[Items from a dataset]
╭──

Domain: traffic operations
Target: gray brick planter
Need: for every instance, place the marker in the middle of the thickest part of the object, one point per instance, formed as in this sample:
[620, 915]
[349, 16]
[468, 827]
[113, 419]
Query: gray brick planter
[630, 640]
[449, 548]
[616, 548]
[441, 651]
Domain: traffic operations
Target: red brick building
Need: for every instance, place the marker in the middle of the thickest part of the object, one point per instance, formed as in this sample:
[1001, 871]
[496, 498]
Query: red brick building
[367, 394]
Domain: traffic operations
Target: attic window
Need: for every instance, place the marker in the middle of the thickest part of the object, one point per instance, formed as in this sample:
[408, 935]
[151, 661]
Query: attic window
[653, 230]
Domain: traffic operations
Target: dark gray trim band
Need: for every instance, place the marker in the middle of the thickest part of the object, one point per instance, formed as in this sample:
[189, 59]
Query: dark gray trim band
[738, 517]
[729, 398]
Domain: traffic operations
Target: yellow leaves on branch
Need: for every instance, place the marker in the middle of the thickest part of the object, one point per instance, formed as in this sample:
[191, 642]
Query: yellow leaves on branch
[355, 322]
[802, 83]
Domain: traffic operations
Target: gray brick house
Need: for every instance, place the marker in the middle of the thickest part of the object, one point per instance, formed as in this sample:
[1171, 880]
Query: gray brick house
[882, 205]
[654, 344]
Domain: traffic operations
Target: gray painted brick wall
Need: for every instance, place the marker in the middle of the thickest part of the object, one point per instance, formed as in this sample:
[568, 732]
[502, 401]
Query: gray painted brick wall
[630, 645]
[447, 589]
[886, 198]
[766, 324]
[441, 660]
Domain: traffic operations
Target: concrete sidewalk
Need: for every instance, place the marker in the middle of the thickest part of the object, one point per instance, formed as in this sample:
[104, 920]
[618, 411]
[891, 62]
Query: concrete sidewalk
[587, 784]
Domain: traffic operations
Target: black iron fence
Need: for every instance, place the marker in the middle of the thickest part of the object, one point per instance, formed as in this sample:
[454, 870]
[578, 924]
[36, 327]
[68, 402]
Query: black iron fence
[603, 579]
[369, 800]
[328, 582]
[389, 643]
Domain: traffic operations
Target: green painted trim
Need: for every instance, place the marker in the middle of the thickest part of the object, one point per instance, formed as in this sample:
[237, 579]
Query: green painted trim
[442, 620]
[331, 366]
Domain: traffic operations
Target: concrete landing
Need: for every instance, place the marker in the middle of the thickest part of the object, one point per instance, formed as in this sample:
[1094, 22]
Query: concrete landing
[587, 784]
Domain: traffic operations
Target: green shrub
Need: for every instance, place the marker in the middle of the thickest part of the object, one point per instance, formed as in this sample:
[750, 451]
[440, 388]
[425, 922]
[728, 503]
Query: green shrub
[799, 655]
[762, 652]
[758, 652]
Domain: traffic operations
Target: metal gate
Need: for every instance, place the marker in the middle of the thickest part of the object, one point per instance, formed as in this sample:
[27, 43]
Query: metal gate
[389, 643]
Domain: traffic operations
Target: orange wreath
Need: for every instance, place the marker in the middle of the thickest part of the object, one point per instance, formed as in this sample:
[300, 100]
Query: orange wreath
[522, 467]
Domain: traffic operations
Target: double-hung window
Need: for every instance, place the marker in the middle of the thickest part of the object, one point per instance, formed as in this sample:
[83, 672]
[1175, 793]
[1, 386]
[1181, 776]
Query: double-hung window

╰──

[Challenge]: Take the listing above and write it out again exactly.

[Result]:
Domain: traffic operations
Target: gray brick planter
Need: for every instance, place the marker in the middle of the thickest part of the object, one point per instance, formed as in this sample:
[620, 915]
[349, 16]
[468, 827]
[113, 419]
Query: gray brick planter
[630, 640]
[449, 548]
[616, 548]
[441, 651]
Domain: traffic operations
Target: red brick building
Need: for every instance, place the marker in the middle of the thickest part of the object, one point per instance, formed as in this sample:
[1001, 871]
[496, 498]
Query: red brick building
[367, 394]
Domain: traffic operations
Target: attic window
Need: for every instance, place the marker in the middle of the thickest part of the object, one point per instance, formed as in this sample:
[408, 935]
[151, 661]
Query: attic window
[653, 230]
Domain: traffic operations
Target: dark gray trim band
Need: for every instance, place the marker in the middle of the thickest part of the object, one point per instance, formed as in this sample:
[189, 59]
Query: dark gray trim band
[738, 517]
[729, 398]
Domain: traffic operations
Target: yellow leaves on branch
Need: for every instance, place the marker in the middle of the thickest part of the object, one point per instance, formed as in this sample:
[191, 642]
Query: yellow leaves on branch
[355, 322]
[802, 83]
Domain: traffic operations
Target: gray brick house
Need: for every instance, place the marker in the middle of the thickest part of the object, one point per instance, formed as in this sample:
[1171, 880]
Query: gray brick house
[882, 205]
[654, 344]
Domain: traffic operations
Target: gray painted brick wall
Need: for every instance, place the marker in the middle of the thickest part of the object, one point per instance, formed as in this sample:
[568, 732]
[502, 401]
Query: gray painted brick wall
[630, 645]
[447, 589]
[886, 198]
[766, 324]
[441, 660]
Domain: traffic operations
Target: concrete sidewalk
Need: for every instance, place the marker in the middle of the thickest part of the object, one point per instance, formed as in this sample:
[104, 920]
[618, 411]
[891, 62]
Query: concrete sidewalk
[587, 784]
Domain: traffic operations
Target: black iron fence
Need: for every instance, place the marker in the middle of the thickest part of the object, one point per instance, formed as in this sample:
[454, 870]
[578, 924]
[36, 327]
[68, 402]
Query: black iron fence
[603, 579]
[369, 800]
[328, 582]
[389, 643]
Domain: traffic operations
Target: green painted trim
Need: for every instance, place the marker in the middle of the thickest part of the object, one point per instance, formed as in this sample:
[237, 579]
Query: green painted trim
[442, 620]
[331, 366]
Domain: traffic operations
Target: concrete landing
Need: for every instance, place the marker in the middle of the thickest part of the object, one point per instance, formed as in this sample:
[1094, 22]
Query: concrete landing
[587, 784]
Domain: traffic operations
Target: green shrub
Need: for every instance, place the marker in the middle of the thickest part of the object, one point per instance, formed as in this sample:
[750, 451]
[440, 388]
[425, 922]
[728, 503]
Query: green shrub
[799, 655]
[762, 652]
[758, 652]
Domain: traffic operations
Target: metal gate
Need: for every instance, place the marker in the middle of the thickest part of the object, one point per instance, formed as in this sample:
[27, 43]
Query: metal gate
[389, 643]
Domain: traffic operations
Target: orange wreath
Need: for every instance, place the marker in the middle of the thickest part of the object, one point per instance, formed as in this sample:
[300, 100]
Query: orange wreath
[522, 467]
Domain: traffic operations
Target: double-hung window
Need: for every instance, place the marker in the middle of the thickest part of the object, one point per instance, formed as in this sample:
[83, 672]
[1175, 793]
[1, 386]
[1181, 776]
Query: double-hung window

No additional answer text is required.